::: Given data :::

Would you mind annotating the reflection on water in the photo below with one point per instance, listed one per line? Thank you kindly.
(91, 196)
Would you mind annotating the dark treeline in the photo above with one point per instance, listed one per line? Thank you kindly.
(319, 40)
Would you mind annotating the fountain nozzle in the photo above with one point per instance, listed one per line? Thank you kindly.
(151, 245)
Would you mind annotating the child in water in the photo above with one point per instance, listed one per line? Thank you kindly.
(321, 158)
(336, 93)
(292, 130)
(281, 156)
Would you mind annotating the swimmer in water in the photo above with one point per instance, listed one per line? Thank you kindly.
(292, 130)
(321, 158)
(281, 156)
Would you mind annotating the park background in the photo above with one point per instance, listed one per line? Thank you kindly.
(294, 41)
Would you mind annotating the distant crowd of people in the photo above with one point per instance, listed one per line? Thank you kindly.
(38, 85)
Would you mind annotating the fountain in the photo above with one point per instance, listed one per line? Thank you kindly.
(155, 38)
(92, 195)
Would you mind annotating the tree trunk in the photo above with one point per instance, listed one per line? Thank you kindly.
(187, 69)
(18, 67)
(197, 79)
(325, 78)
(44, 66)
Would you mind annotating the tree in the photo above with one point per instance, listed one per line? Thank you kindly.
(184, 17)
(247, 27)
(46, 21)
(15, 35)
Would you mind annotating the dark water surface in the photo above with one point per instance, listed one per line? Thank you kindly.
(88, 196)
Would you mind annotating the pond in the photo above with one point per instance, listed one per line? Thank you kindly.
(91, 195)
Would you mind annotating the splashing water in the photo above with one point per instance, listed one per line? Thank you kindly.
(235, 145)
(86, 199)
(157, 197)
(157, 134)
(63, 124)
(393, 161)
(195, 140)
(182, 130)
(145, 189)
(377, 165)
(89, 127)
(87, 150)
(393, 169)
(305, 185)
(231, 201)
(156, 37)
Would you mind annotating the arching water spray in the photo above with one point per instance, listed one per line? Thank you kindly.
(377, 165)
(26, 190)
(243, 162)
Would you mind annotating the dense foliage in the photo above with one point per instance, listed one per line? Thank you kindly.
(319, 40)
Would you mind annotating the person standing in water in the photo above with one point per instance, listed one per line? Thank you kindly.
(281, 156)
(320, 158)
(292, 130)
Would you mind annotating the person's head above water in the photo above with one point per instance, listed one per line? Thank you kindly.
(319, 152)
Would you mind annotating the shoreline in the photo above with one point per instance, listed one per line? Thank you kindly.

:::

### What to produce
Reproduce all of the lines above, swapping "annotating" for "marking" wherever it occurs and leaving everything else unchanged.

### Exercise response
Would you mind marking the reflection on water in the photo below with one point per instance, listed one per line? Thank you kindly.
(91, 196)
Would you mind marking the dark treeline in the photo above with one point per instance, listed one per line? Thank you kindly.
(319, 40)
Would you mind marking the fountain nozzle in the photo above with one point per instance, listed one per line? Thank you kindly.
(151, 245)
Would you mind marking the child in water in the photo above with one point per instance, listed one per line? Thank you kindly.
(321, 158)
(336, 93)
(292, 130)
(281, 156)
Would you mind marking the swimmer in water in the photo above with one point per instance, listed one per line? Thank you kindly.
(292, 130)
(321, 158)
(281, 156)
Would you mind marking the park background in the photo above with one point per instance, listed one per line? Thank you kindly.
(294, 41)
Would you mind marking the distant crowd of people in the photo above with one point per instance, listed one per line? Thank you kindly.
(38, 85)
Would you mind marking the fountain in the photo above with one point per instance, listed one per line? Thank you kindly.
(155, 38)
(92, 195)
Would you mind marking the tree trunk in the photo above with one point per instance, listed one per line? Thank you kindly.
(187, 69)
(18, 67)
(197, 79)
(325, 78)
(44, 66)
Would you mind marking the tree in the photo above with one point per instance, listed one per line? Thank you kindly.
(184, 17)
(247, 27)
(46, 21)
(15, 35)
Would you mind marking the dark water surface in the photo above with one point per instance, listed one per line? Thank you kindly.
(88, 196)
Would you mind marking the pond in the photo above with one point per instance, listed one per line? Thank you kindly.
(91, 195)
Would you mind marking the splashing water in the photo above with one point per instance, listed one per line? Thank you kindly.
(235, 145)
(86, 199)
(157, 197)
(157, 134)
(63, 124)
(393, 161)
(195, 140)
(182, 130)
(145, 189)
(377, 165)
(89, 127)
(87, 150)
(393, 169)
(305, 185)
(231, 201)
(156, 37)
Would you mind marking the arching water spray in the photo above with one point per instance, listed one per line? Thank you kindly.
(377, 165)
(26, 190)
(243, 162)
Would you mind marking the dense foliage in the photo above with one point per instance, listed one per line? Thank you kindly.
(319, 40)
Would you mind marking the person standing in water in the photo above with one point per instance, listed one per line? Thank you kindly.
(281, 156)
(320, 158)
(292, 130)
Would you mind marking the person's head above water in the photo above with one point per instance, listed one per line? Thank you kindly.
(319, 152)
Would you mind marking the shoreline in the photo above with one point per instance, listed one per line? Thank you kindly.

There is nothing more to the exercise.